• DATA RECORDS
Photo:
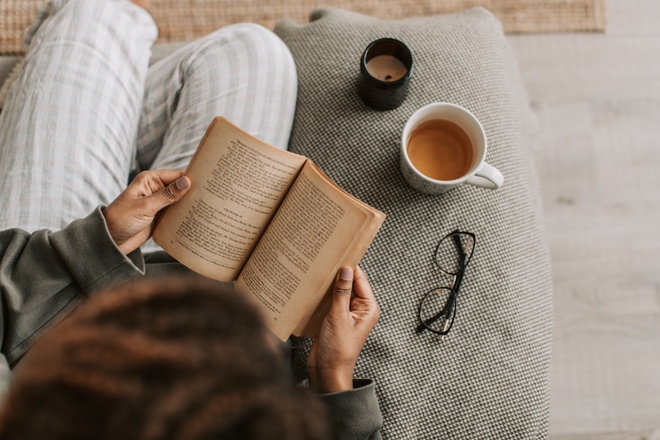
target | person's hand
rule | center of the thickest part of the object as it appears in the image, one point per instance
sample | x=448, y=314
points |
x=352, y=316
x=130, y=217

• REQUIRED TASK
Copy the data above word for word, leaving out the picture.

• SOLVED PROBLEM
Photo:
target | person's hand
rule | center of the thickest part of the object as it appears in the image, one point per instance
sample | x=448, y=314
points |
x=352, y=316
x=130, y=217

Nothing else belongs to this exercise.